Reading passage:
I'm having trouble using the struct.pack() for packing an integer.
With
struct.pack("BIB", 1, 0x1234, 0)
I'm expecting
'\x01\x00\x00\x034\x12\x00'
but instead I got
'\x01\x00\x00\x004\x12\x00\x00\x00'
I'm probably missing something here. Please help.
2 Answers 2
'\x01\x00\x00\x004\x12\x00\x00\x00'
^ this '4' is not part of a hex escape
is actually the same as:
'\x01\x00\x00\x00\x34\x12\x00\x00\x00'
Because the ASCII code for "4" is 0x34.
Because you used the default (native) format, Python used native alignment for the data, so the second field was aligned to offset 4 and 3 zeroes were added before it.
To get a result more like what you wanted, use the format >BIB or <BIB (for big-endian or little-endian respectively) This gives you '\x01\x00\x00\x12\x34\x00' or '\x01\x34\x12\x00\x00\x00'. Neither of those are exactly what you specified, because the example you gave was not proper big-endian or little-endian representation of 0x1234.
See also: section Byte Order, Size, and Alignment in the documentation.
Comments
From the docs
Note By default, the result of packing a given C struct includes pad bytes in order to maintain proper alignment for the C types involved; similarly, alignment is taken into account when unpacking. This behavior is chosen so that the bytes of a packed struct correspond exactly to the layout in memory of the corresponding C struct. To handle platform-independent data formats or omit implicit pad bytes, use standard size and alignment instead of native size and alignment: see Byte Order, Size, and Alignment for details.
You can get your desired result by forcing the byte order. (chr(0x34) == '4')
>>> struct.pack(">BIB", 1, 0x1234, 0)
'\x01\x00\x00\x124\x00'

Entries shown:
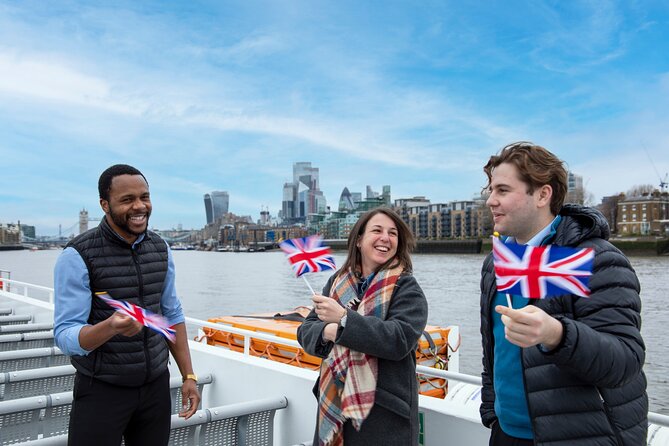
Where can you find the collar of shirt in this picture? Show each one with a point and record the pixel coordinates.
(542, 236)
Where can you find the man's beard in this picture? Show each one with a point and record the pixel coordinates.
(121, 221)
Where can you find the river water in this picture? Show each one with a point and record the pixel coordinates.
(213, 284)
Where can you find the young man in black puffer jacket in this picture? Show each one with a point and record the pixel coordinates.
(565, 370)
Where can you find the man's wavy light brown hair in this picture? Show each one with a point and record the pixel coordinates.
(536, 167)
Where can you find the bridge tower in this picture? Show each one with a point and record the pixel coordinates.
(83, 221)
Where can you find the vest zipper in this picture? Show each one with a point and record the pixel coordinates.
(141, 302)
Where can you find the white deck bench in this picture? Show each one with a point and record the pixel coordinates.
(246, 424)
(25, 328)
(15, 319)
(21, 341)
(33, 382)
(32, 358)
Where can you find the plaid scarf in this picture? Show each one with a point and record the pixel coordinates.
(348, 378)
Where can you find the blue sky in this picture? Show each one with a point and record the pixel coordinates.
(217, 95)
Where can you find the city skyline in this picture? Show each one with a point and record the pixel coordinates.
(227, 96)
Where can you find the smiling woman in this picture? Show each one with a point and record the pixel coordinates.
(366, 326)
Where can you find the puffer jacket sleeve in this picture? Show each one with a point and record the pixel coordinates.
(602, 343)
(310, 333)
(487, 409)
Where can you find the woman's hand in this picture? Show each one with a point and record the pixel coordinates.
(330, 332)
(328, 309)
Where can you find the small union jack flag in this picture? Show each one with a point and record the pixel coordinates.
(308, 254)
(151, 320)
(539, 272)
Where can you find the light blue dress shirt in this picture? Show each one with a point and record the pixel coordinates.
(510, 399)
(72, 299)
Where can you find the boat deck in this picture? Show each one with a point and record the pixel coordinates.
(246, 400)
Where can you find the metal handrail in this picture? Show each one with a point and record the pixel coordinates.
(26, 286)
(454, 376)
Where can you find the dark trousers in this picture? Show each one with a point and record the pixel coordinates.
(499, 438)
(103, 413)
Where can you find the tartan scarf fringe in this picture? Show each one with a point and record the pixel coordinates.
(348, 378)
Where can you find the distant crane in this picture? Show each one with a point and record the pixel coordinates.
(663, 181)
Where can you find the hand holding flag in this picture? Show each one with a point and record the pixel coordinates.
(308, 255)
(148, 319)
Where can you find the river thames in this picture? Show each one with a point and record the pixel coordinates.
(213, 284)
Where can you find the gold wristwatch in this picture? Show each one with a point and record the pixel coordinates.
(190, 376)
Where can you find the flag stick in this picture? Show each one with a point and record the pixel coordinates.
(307, 282)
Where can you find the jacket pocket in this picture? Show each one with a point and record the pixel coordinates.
(392, 403)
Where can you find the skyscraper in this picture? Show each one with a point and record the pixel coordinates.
(219, 203)
(208, 209)
(302, 197)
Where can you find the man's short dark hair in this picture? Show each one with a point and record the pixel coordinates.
(104, 183)
(536, 166)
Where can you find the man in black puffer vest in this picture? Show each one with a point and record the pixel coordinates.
(121, 388)
(565, 370)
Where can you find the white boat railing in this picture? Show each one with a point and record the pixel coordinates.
(10, 284)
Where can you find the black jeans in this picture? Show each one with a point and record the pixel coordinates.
(103, 413)
(499, 438)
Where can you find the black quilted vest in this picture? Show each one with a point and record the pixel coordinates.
(134, 275)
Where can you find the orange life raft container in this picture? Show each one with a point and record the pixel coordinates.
(433, 349)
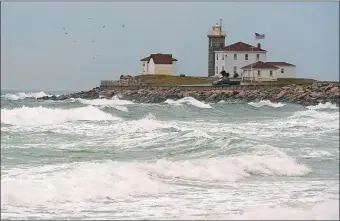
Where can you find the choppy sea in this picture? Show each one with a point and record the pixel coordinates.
(184, 159)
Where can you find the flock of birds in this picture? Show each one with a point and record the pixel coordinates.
(102, 26)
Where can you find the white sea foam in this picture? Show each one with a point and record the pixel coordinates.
(266, 103)
(95, 180)
(188, 100)
(326, 105)
(114, 102)
(326, 210)
(35, 116)
(23, 95)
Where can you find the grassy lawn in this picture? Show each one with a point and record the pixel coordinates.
(163, 80)
(286, 81)
(295, 81)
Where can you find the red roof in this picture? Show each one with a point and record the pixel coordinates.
(279, 63)
(160, 58)
(260, 65)
(241, 46)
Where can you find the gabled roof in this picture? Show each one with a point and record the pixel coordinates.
(280, 63)
(160, 58)
(241, 46)
(260, 65)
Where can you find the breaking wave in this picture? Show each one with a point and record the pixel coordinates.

Goal of the exercise:
In the struct.pack thread, to what offset does the first answer say the second field was aligned when the default native format was used?

The solution:
Offset 4.